§ Brief
Count the lines in the rows below that contain the string "coop", matching case exactly. Give only the number.

Data records start

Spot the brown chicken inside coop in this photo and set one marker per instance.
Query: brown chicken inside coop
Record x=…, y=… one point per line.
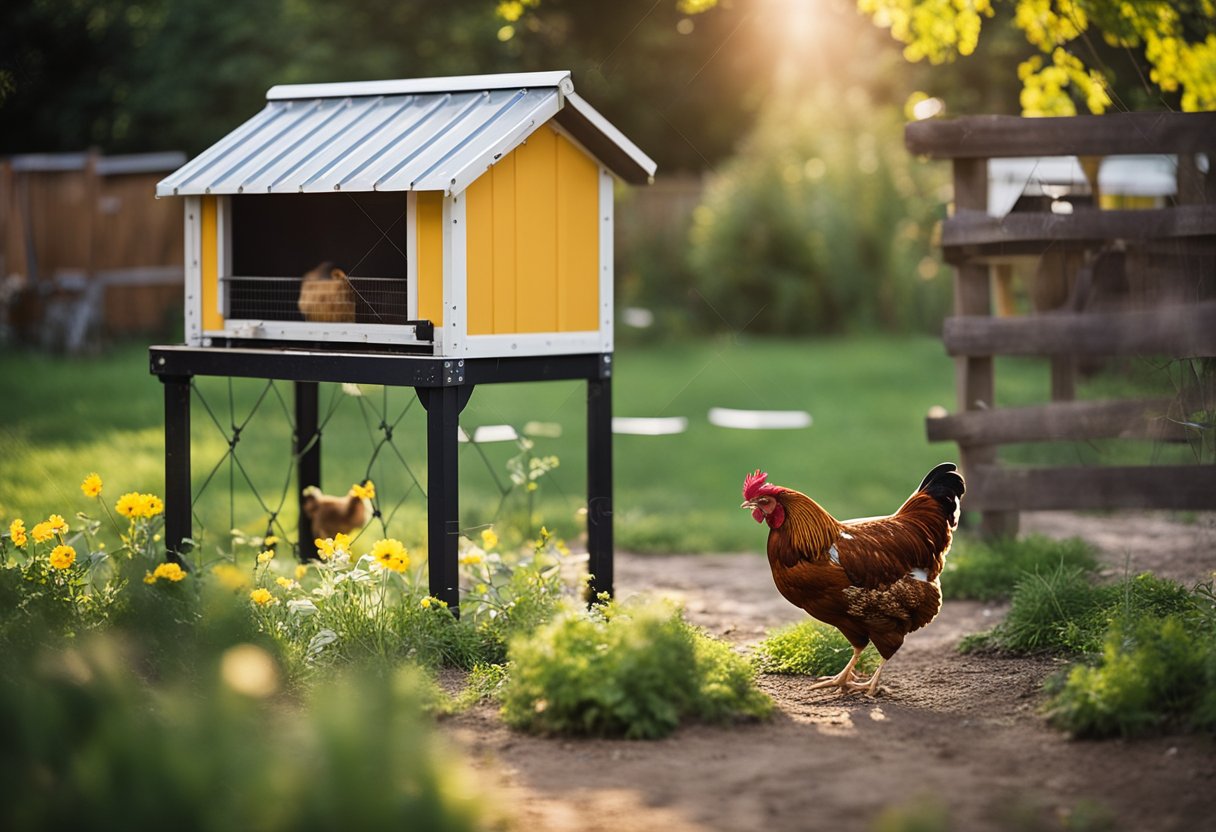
x=333, y=515
x=874, y=579
x=326, y=296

Data records end

§ Response to this task
2